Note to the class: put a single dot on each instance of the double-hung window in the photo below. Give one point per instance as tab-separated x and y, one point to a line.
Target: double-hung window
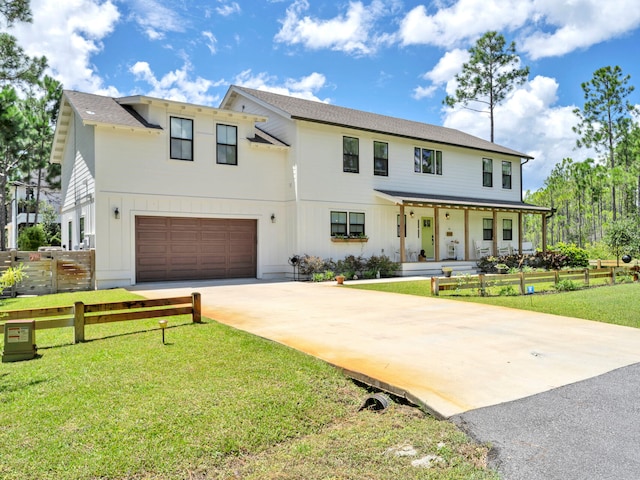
181	138
226	144
487	228
507	229
381	158
347	224
427	161
487	172
350	155
506	175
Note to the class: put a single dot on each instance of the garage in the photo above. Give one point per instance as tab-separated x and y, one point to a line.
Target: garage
175	248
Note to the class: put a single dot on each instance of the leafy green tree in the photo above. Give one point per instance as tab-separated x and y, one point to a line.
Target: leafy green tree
605	119
491	73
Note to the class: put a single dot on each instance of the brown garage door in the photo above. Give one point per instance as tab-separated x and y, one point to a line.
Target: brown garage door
172	248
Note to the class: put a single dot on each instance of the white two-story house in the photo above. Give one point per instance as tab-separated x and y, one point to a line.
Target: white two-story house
165	190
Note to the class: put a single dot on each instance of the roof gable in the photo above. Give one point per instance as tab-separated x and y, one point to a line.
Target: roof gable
300	109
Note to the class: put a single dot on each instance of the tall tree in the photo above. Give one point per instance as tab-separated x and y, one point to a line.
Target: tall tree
605	119
490	74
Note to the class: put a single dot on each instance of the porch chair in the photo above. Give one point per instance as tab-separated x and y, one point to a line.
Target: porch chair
505	249
481	250
527	248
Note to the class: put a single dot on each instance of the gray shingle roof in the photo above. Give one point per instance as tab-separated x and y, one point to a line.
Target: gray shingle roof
333	115
96	109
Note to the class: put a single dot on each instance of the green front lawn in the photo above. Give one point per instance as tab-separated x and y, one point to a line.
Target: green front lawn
616	304
213	402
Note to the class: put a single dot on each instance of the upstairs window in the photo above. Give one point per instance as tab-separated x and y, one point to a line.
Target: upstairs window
227	144
506	175
487	172
381	158
350	155
181	138
487	228
427	161
507	229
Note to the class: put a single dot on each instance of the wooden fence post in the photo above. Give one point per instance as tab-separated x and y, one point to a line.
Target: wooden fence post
195	299
78	322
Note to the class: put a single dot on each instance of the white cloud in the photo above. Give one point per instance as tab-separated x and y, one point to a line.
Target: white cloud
211	43
305	87
155	19
348	32
69	33
529	122
580	24
227	8
177	85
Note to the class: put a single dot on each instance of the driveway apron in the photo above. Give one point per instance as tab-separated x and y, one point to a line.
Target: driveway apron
448	356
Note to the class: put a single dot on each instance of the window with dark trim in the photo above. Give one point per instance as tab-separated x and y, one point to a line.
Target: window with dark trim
340	227
507	229
181	138
427	161
350	155
338	224
381	158
487	228
487	172
226	144
356	224
506	175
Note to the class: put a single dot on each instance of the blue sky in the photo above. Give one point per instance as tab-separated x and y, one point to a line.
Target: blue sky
392	57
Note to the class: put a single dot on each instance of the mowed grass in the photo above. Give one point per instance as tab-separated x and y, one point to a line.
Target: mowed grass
213	403
617	304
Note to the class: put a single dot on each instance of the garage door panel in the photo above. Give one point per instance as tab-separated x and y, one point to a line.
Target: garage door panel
171	248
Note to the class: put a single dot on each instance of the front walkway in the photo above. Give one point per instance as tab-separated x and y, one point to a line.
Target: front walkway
448	356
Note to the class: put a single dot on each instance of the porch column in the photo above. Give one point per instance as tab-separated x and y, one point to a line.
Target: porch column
544	233
520	232
495	233
466	234
402	230
436	234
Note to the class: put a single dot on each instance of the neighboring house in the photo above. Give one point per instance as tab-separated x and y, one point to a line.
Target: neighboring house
165	190
22	210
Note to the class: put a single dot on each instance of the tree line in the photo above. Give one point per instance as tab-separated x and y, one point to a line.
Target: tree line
596	201
29	103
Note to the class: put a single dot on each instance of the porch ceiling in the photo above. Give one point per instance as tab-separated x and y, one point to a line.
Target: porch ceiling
447	201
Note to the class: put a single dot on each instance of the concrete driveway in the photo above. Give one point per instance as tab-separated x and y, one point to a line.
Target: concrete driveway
450	357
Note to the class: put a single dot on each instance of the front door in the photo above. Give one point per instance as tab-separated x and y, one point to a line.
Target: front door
426	232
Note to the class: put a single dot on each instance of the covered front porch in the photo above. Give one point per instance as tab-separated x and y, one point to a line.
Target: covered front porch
455	231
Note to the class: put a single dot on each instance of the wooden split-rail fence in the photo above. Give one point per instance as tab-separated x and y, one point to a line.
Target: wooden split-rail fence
80	314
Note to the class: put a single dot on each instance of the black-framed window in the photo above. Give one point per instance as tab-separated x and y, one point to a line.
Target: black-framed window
487	172
506	175
427	161
338	224
381	158
487	228
350	155
181	138
354	227
226	144
356	224
507	229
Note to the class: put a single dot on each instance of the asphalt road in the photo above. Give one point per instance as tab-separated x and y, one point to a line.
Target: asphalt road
586	430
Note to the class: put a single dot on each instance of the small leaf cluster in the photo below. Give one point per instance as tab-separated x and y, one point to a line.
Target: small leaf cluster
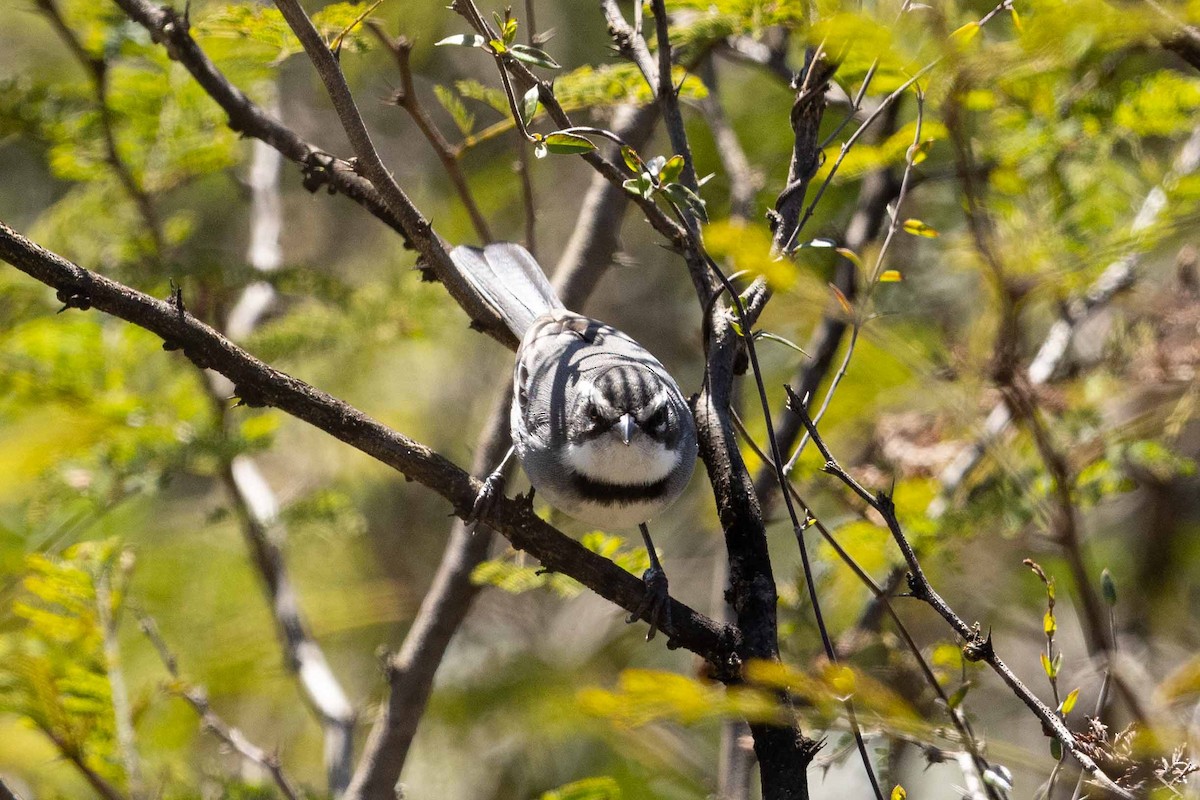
660	175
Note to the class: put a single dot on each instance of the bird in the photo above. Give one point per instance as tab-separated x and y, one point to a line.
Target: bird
600	427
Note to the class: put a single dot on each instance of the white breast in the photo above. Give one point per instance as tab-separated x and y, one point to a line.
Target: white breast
607	459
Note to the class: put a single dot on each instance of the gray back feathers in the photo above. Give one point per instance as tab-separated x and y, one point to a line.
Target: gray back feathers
509	278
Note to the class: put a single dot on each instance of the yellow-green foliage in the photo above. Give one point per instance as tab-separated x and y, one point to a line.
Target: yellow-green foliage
53	671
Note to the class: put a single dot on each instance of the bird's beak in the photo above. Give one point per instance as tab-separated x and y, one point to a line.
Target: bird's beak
627	425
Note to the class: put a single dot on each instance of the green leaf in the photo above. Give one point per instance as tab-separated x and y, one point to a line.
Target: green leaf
533	55
918	228
509	31
462	40
529	104
964	35
568	143
773	337
1069	702
685	198
640	186
671	169
589	788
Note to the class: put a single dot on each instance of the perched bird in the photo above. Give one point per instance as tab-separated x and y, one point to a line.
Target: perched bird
600	427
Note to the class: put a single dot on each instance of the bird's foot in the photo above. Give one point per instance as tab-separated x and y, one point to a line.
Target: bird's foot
492	489
655	603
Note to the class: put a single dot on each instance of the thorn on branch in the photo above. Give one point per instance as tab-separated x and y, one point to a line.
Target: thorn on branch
73	299
978	648
177	299
316	169
249	397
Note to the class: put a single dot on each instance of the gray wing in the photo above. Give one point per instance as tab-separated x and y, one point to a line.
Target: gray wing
509	278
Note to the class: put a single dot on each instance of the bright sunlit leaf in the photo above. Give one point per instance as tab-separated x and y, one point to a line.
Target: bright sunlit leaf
461	40
918	228
568	144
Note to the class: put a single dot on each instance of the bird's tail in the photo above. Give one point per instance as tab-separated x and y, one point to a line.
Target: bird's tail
510	281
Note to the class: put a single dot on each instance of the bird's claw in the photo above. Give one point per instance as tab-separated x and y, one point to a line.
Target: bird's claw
655	603
493	487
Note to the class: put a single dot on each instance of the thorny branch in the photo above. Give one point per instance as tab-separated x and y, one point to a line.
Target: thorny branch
978	647
412	669
401	49
258	384
379	194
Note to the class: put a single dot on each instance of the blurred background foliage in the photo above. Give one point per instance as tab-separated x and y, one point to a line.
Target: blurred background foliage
112	451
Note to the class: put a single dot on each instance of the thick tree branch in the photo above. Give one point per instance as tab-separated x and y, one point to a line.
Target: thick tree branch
1115	278
258	384
381	196
412	669
255	501
401	49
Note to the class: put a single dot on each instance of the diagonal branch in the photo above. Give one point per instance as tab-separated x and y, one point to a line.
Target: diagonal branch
379	194
401	49
258	384
1115	278
210	721
977	648
411	672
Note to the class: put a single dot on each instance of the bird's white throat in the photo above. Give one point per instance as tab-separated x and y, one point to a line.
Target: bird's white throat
607	459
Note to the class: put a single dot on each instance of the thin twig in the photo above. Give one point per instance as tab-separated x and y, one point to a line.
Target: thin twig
1116	277
873	280
258	384
198	699
97	70
658	218
169	28
977	645
411	671
401	49
6	792
123	714
883	597
94	779
744	180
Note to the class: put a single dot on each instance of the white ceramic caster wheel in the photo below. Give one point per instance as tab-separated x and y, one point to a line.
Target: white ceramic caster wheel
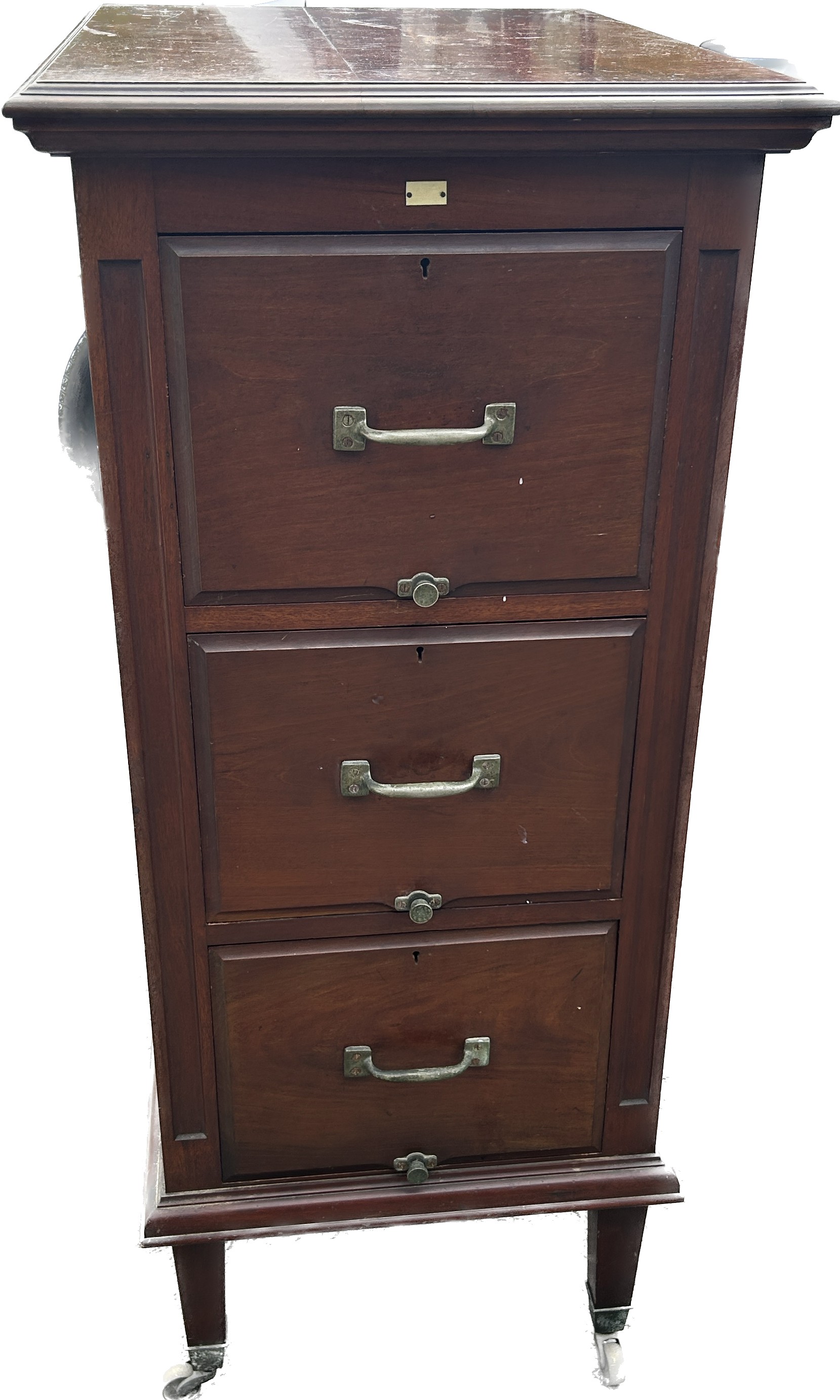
611	1363
182	1381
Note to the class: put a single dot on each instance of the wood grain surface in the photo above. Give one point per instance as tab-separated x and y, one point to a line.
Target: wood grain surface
422	331
283	1017
276	717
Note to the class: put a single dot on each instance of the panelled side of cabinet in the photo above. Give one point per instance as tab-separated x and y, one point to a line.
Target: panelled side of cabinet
712	311
121	285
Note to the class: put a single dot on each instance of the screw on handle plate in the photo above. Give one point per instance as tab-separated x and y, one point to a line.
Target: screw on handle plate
423	589
418	905
418	1165
357	780
352	432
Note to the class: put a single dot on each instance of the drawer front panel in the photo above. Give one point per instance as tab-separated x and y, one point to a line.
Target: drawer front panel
285	1014
276	716
266	336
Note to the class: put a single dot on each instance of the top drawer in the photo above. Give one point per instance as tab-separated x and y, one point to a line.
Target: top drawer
268	335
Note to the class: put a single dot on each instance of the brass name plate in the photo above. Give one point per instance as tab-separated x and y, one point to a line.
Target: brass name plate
426	192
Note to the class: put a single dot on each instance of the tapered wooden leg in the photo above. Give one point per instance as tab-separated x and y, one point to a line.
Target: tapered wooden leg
201	1284
615	1241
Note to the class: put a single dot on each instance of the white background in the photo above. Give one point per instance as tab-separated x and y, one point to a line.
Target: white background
737	1287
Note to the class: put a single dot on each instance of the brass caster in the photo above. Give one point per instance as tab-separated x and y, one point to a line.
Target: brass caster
611	1361
188	1378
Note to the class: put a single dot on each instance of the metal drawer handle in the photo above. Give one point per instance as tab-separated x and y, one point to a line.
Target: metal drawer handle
359	1062
357	782
350	430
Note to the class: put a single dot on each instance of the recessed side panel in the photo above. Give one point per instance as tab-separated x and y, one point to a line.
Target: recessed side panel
321	758
268	336
286	1017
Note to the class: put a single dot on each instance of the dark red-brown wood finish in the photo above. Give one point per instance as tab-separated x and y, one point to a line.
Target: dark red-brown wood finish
251	262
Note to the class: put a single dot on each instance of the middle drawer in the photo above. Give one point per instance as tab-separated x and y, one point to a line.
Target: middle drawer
279	715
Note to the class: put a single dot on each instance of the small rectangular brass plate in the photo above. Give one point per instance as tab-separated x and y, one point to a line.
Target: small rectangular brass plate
426	192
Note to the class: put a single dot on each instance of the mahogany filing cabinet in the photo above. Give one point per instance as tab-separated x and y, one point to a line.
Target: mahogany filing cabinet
414	346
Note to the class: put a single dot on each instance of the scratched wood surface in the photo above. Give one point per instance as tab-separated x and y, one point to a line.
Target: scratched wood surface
185	44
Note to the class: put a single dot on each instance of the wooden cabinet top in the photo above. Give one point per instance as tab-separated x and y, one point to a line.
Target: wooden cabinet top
211	79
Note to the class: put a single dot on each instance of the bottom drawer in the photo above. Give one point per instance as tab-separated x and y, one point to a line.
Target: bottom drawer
286	1014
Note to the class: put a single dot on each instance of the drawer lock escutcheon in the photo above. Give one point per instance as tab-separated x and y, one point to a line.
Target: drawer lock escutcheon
423	589
419	906
357	782
359	1062
418	1165
352	432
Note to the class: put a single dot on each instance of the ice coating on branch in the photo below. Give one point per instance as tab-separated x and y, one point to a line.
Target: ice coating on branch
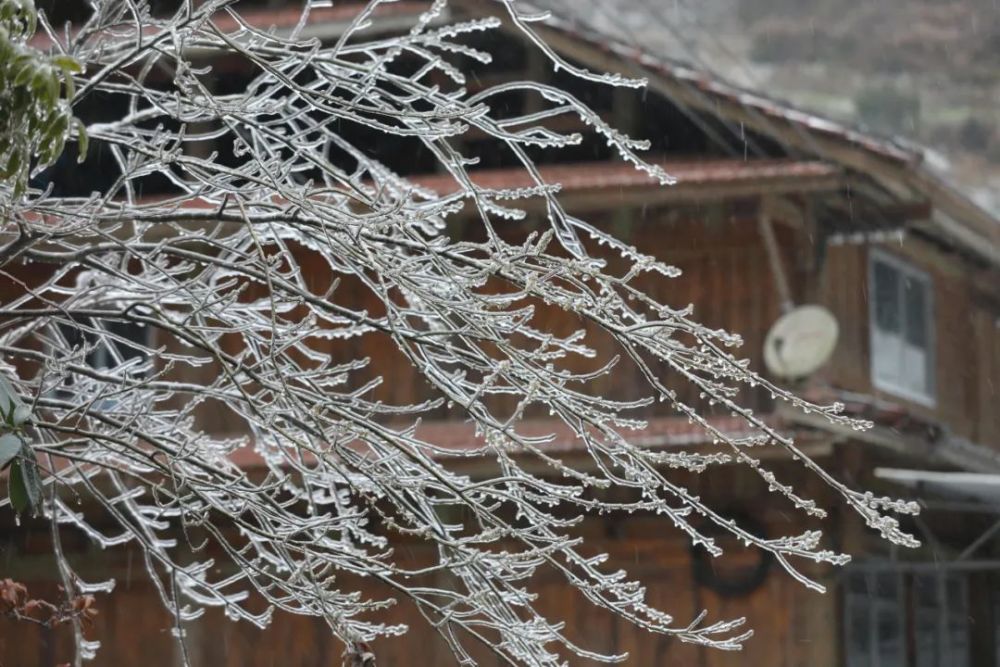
237	326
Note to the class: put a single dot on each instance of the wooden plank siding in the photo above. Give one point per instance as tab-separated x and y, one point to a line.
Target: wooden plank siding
966	311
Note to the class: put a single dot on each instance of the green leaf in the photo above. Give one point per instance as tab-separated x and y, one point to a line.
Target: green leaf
10	445
24	485
32	480
16	490
25	74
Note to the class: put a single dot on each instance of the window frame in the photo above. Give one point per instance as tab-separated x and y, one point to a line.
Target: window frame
92	360
905	271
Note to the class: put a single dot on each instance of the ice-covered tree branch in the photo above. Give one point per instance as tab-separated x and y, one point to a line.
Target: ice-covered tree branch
242	281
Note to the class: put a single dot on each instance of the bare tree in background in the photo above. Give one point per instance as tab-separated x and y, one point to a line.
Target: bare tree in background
214	271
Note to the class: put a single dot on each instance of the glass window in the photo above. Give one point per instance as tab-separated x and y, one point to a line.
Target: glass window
902	357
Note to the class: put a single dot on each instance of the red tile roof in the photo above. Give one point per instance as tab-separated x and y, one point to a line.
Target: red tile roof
621	175
661	433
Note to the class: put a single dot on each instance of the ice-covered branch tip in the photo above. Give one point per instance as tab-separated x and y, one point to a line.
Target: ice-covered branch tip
169	346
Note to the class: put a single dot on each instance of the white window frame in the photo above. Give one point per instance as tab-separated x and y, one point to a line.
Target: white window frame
906	271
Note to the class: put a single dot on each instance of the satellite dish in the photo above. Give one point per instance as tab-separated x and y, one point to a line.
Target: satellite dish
800	342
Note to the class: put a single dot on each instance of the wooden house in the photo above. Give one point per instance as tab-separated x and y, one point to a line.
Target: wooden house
773	208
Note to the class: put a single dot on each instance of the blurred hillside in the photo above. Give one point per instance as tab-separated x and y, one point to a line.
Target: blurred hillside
925	70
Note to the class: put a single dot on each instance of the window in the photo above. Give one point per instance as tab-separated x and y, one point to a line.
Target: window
883	606
874	623
902	341
110	345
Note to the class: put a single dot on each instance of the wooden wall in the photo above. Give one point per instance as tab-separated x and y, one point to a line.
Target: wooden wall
794	627
966	303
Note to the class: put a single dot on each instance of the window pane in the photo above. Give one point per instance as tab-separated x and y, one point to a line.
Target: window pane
102	356
886	295
915	300
890	637
858	631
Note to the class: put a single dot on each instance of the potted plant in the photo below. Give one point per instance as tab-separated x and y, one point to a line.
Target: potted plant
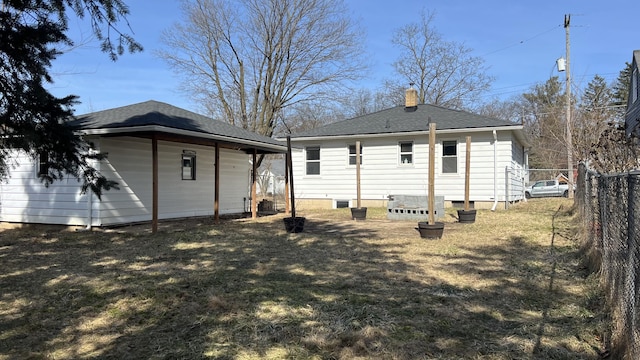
467	215
358	212
431	229
293	224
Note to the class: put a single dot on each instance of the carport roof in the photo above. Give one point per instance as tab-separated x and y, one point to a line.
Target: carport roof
174	123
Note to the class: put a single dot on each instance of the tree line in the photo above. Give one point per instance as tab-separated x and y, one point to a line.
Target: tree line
277	67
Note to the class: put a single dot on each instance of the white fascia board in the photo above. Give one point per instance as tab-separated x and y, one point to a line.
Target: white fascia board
156	128
515	128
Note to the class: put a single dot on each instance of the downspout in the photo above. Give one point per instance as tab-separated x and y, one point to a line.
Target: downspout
89	209
495	171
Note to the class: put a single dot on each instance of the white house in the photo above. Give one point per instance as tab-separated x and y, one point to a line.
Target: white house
202	167
394	157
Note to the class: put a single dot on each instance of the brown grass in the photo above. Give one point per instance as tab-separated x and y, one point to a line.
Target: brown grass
506	287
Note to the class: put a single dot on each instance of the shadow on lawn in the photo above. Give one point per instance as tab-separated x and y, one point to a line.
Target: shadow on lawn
245	288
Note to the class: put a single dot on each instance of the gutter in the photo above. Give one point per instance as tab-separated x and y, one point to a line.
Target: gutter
495	171
157	128
515	128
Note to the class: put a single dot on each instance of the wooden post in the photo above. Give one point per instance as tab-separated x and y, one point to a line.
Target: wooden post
216	186
467	168
287	164
359	201
254	200
432	160
293	197
154	201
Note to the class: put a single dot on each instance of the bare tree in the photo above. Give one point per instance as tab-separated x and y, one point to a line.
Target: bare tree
306	116
510	110
444	72
246	61
594	115
543	119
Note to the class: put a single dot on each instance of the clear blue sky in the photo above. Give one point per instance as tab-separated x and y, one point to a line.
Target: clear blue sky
519	41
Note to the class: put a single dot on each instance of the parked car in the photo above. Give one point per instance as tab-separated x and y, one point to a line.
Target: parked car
545	188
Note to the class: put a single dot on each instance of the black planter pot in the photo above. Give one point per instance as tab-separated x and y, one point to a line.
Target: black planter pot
466	216
359	213
294	225
431	231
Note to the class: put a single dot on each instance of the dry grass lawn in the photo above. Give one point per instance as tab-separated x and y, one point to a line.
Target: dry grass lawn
509	286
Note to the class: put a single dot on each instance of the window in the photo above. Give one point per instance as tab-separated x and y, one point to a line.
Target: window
313	160
188	165
43	164
352	154
634	86
449	157
406	153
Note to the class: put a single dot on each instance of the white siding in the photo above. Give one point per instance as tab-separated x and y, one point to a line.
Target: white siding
129	163
23	198
383	175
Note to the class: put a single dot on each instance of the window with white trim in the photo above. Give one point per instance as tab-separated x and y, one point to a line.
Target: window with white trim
43	164
188	165
313	160
352	154
406	152
449	157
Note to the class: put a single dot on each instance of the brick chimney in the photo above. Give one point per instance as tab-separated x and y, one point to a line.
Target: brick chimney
411	99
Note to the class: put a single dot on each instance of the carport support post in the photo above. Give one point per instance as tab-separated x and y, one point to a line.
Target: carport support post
216	193
254	207
358	198
293	196
467	168
287	164
432	170
154	201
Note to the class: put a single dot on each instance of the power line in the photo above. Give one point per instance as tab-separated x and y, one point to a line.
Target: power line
522	41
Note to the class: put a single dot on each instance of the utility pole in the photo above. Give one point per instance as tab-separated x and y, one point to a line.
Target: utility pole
569	138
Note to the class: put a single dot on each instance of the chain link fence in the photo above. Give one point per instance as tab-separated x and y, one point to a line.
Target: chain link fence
609	205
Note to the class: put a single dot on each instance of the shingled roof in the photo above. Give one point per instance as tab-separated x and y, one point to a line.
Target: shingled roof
399	120
155	116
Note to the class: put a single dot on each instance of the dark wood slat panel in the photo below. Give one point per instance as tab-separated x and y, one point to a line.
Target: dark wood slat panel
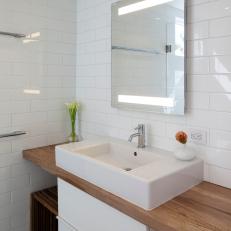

::::::::

Entnimm den Daten oben jede Zeile, in der die Zeichenfolge „upstairs“ vorkommt. Achte dabei auf Groß- und Kleinschreibung.

Note to the class: put a single dot on each instance of the upstairs window in the photo above. Give one point per instance as tab-separated x and y, one point to a line.
Target: upstairs window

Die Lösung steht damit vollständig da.